(Extracted records)
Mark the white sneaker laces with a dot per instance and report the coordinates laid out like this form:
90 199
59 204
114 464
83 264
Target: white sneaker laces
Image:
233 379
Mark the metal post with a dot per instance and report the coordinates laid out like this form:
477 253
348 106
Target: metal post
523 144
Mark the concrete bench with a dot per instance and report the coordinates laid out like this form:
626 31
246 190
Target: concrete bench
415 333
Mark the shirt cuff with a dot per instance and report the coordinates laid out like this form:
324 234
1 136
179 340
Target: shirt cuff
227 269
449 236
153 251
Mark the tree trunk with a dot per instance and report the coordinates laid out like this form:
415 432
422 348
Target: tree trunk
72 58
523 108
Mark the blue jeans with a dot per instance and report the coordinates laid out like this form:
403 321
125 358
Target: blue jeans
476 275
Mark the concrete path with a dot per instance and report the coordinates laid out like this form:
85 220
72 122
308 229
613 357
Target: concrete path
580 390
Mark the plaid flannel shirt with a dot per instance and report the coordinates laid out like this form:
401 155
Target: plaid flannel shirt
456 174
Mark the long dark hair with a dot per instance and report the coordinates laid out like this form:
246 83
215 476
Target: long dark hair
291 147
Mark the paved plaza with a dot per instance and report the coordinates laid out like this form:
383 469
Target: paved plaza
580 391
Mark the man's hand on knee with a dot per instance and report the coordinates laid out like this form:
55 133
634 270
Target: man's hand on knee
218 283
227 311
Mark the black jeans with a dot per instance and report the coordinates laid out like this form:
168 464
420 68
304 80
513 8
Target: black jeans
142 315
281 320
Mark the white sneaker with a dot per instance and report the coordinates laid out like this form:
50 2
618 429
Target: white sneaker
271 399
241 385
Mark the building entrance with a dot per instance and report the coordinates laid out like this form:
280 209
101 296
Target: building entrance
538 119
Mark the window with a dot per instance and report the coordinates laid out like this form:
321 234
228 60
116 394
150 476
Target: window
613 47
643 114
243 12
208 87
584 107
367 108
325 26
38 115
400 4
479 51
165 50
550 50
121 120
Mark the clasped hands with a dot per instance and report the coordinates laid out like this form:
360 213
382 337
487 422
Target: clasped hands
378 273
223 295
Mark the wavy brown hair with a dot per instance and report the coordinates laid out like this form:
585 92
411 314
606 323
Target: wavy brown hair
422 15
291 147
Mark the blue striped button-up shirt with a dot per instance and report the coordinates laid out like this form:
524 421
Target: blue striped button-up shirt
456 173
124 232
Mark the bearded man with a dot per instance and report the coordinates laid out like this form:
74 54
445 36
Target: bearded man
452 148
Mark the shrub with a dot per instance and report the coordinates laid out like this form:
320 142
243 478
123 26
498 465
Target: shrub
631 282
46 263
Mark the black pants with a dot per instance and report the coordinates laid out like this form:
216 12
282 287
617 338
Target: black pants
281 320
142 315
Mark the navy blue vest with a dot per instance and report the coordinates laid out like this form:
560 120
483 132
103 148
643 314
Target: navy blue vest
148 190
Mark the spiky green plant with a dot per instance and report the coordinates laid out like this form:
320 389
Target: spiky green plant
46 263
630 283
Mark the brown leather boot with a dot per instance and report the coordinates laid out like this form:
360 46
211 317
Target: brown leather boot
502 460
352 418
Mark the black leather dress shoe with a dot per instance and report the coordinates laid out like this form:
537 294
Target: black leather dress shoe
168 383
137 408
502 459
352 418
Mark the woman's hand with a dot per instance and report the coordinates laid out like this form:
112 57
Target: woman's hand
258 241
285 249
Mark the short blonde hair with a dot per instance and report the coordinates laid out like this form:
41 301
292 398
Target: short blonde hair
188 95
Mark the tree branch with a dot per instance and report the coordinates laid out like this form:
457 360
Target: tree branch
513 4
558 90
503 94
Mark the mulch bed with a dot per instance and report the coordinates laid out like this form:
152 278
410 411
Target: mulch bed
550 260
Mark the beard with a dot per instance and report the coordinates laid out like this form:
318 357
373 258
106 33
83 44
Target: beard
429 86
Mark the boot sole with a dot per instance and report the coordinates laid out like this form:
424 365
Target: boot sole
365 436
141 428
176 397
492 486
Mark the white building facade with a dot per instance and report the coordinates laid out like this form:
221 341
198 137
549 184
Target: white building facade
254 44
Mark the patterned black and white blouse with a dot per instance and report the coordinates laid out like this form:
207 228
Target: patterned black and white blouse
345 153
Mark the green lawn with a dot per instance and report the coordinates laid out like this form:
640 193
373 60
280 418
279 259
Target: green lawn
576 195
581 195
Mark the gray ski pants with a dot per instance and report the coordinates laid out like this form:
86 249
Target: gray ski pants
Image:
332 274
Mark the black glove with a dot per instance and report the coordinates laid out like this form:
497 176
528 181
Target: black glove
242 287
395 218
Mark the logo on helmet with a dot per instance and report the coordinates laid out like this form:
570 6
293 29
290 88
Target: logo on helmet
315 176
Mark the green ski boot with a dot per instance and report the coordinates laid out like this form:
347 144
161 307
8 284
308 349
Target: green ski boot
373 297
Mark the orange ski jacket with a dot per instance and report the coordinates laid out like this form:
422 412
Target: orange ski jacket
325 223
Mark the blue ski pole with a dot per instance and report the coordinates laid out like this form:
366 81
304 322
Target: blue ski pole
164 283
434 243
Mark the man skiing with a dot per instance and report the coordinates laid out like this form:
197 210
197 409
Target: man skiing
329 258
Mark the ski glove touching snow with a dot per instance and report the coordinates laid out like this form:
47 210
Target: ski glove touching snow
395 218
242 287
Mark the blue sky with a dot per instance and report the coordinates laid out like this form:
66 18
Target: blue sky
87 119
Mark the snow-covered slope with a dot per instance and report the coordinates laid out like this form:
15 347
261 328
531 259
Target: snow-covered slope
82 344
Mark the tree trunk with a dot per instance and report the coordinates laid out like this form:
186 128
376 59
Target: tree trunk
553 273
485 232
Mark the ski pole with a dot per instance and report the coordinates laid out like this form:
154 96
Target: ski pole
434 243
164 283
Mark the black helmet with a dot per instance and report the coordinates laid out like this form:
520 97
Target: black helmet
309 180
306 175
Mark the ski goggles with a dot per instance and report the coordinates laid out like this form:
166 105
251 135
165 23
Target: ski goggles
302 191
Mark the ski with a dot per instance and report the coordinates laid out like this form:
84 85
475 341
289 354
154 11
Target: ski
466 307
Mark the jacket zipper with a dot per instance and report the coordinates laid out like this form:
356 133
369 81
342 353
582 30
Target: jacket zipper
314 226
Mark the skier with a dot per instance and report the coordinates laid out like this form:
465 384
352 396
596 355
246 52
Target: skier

**GOAL OF THE EXERCISE**. Each record is to be retyped exactly as written.

**SOLUTION FOR THIS TASK**.
Mark the white sneaker laces with a dot per instance and report the coordinates laid out like this form:
90 199
59 204
114 464
83 264
Target: white sneaker laces
Image:
233 379
Mark the metal post with a dot per instance and report the coordinates laid out like this form:
477 253
348 106
Target: metal post
523 144
Mark the concrete bench with a dot per instance and report the coordinates laid out like this form:
626 31
246 190
Target: concrete bench
415 333
Mark the shirt cuff with a dot per instance and report the coordinates laid out like this form:
324 234
1 136
179 340
Target: shirt cuff
227 269
449 236
153 251
Mark the tree trunk with a dot per instance and report the coordinates laid out like this form:
415 432
422 348
Target: tree trunk
72 58
523 108
Mark the blue jeans with a dot per instance and report the coordinates laid out like this form:
403 321
125 358
Target: blue jeans
476 275
Mark the concrete path with a dot per instance and report the coordinates laid out like this form:
85 220
72 122
308 229
613 357
Target: concrete path
580 390
Mark the plaid flannel shirt with a dot per instance and report the coordinates laid out like this form:
401 155
Target: plaid flannel shirt
456 174
Mark the long dark hair with a dot per instance and report the coordinates laid out like this form:
246 83
215 476
Target: long dark hair
291 147
Mark the paved plaza with a dot per instance and report the coordinates laid out like this form:
383 469
Target: paved plaza
580 391
Mark the man's hand on knee with a dot per instance and report the coordinates laid out like this form:
55 133
634 270
Target: man's hand on knee
218 283
227 311
Mark the black jeans with a dot per instance and report the coordinates laid out like this form:
168 464
420 68
304 80
513 8
Target: black jeans
142 315
281 320
Mark the white sneaker with a dot per instance and report the coordinates laid out like this form:
50 2
618 429
Target: white sneaker
271 399
241 385
Mark the building entrance with a dot per instance and report the coordinates laid out like this form:
280 209
101 296
Target: building entrance
538 119
Mark the window with a dot per instance and report the coordinates laid out like this form:
321 234
228 60
116 394
150 476
Target: window
613 47
643 114
243 12
208 87
584 107
367 108
325 26
38 115
400 4
479 51
165 50
550 50
121 120
Mark the clasped hands with a dot per instance and report the coordinates laid out like this form:
360 213
382 337
487 422
Target: clasped hands
378 273
223 295
Mark the wavy brown hair with a dot per instance and report the coordinates laid out like this form:
585 92
411 314
606 323
Target: wavy brown hair
422 15
291 147
Mark the blue striped button-up shirt with a dot per instance and report the coordinates laid out like this form:
524 421
Target: blue striped button-up shirt
456 173
124 232
Mark the bearded man with a dot per instance and report the coordinates laid out like this form:
74 54
445 36
Target: bearded man
452 148
Mark the shrub with a dot per instance and report the coordinates laid out like this form:
320 142
243 478
123 26
498 465
Target: shrub
631 282
46 263
Mark the black pants with a dot per instance and report the coordinates laid out like this form:
216 12
282 287
617 338
Target: black pants
281 320
142 315
Mark the navy blue vest with a dot per instance and report the coordinates laid out like this form:
560 120
483 132
103 148
643 314
Target: navy blue vest
148 190
Mark the spiky green plant with a dot per instance and report the coordinates laid out like this form:
320 389
Target: spiky green plant
46 263
630 283
Mark the brown leather boot with a dot per instance and report the coordinates laid out like this form:
360 46
211 317
Target: brown leather boot
502 460
352 418
Mark the black leather dress shoe with a dot per instance and report the coordinates laid out like this form:
537 294
Target: black leather dress shoe
168 383
137 408
502 459
352 418
Mark the woman's hand with a dot per instance and report the coordinates laid out like this form:
112 57
Target: woman's hand
258 241
285 249
Mark the short blonde hair with a dot per instance and report the coordinates laid out like this form:
41 301
292 398
Target: short blonde hair
188 95
Mark the tree branch with a dot per instance and report the coordinates laid out like this form:
457 360
Target: tree branch
513 4
558 90
503 94
Mark the mulch bed with a dot per instance and report the coordinates laid out like this form:
152 278
410 411
Target: mulch bed
550 260
Mark the beard with a dot per instance and report the coordinates laid out like this form:
318 357
373 258
106 33
83 44
Target: beard
429 86
Mark the boot sole with a dot per instance and report the coordinates laid out like this form:
424 365
Target: boot sole
365 436
141 428
176 397
492 486
Mark the white building facade with a dot per instance and report the coordinates laid out like this form:
221 341
198 137
549 184
Target: white building facade
254 44
Mark the patterned black and white blouse with a dot per instance and report the coordinates laid out like this form:
207 228
Target: patterned black and white blouse
345 153
Mark the green lawn with a dot per instance and report the coordinates laid out like this form:
640 193
373 60
280 418
279 259
Target: green lawn
576 195
581 195
Mark the gray ski pants with a dot per instance and report the coordinates laid out like this form:
86 249
Target: gray ski pants
Image:
332 274
Mark the black glove with a dot per instance and report the coordinates laid out like this form:
497 176
528 181
Target: black glove
242 287
395 218
Mark the logo on helmet with a dot per instance and report the coordinates laid out like this form:
570 6
293 29
290 88
Target: logo on helmet
315 176
Mark the green ski boot with a dot per instance and report the coordinates laid out like this form:
347 144
161 307
8 284
308 349
Target: green ski boot
373 297
Mark the orange ski jacket with a dot per instance and report the coordinates laid out like this form:
422 412
Target: orange ski jacket
325 223
Mark the blue ski pole with a dot per instance and report the coordinates laid out like this form:
366 81
304 322
Target: blue ski pole
164 283
434 243
Mark the man skiing with a dot per instance and report the coordinates laid out like this form:
197 210
197 409
Target: man skiing
329 258
Mark the ski glove touching snow with a dot per instance and report the coordinates laid out like this form:
47 210
Target: ski glove touching snow
395 218
242 287
Mark the blue sky with a dot per instance and report the coordinates laid out like this form:
66 18
Target: blue sky
87 119
Mark the snow-covered slope with a dot per instance and report the coordinates laid out like this form:
15 347
261 328
531 259
Target: snow-covered slope
82 344
Mark the tree trunk with a dot per instance and report the coordinates laid out like this form:
186 128
376 59
Target: tree trunk
553 273
485 232
Mark the ski pole with a dot per instance and report the coordinates laid out like this form:
154 96
Target: ski pole
434 243
164 283
Mark the black helmet with a dot per instance and report the coordinates laid out like this form:
520 97
Target: black helmet
309 180
306 175
Mark the ski goggles with a dot per instance and report the coordinates laid out like this form:
166 105
251 135
165 23
Target: ski goggles
302 191
Mark the ski with a dot per instance and report the coordinates laid out like this form:
84 85
475 341
289 354
154 11
Target: ski
466 307
Mark the jacket zipper with a dot per instance and report the coordinates laid out like this form:
356 133
369 81
342 353
582 30
Target: jacket zipper
314 226
Mark the skier with a dot per instance and report the coordinates laid out like this form:
465 384
352 396
596 355
246 52
Target: skier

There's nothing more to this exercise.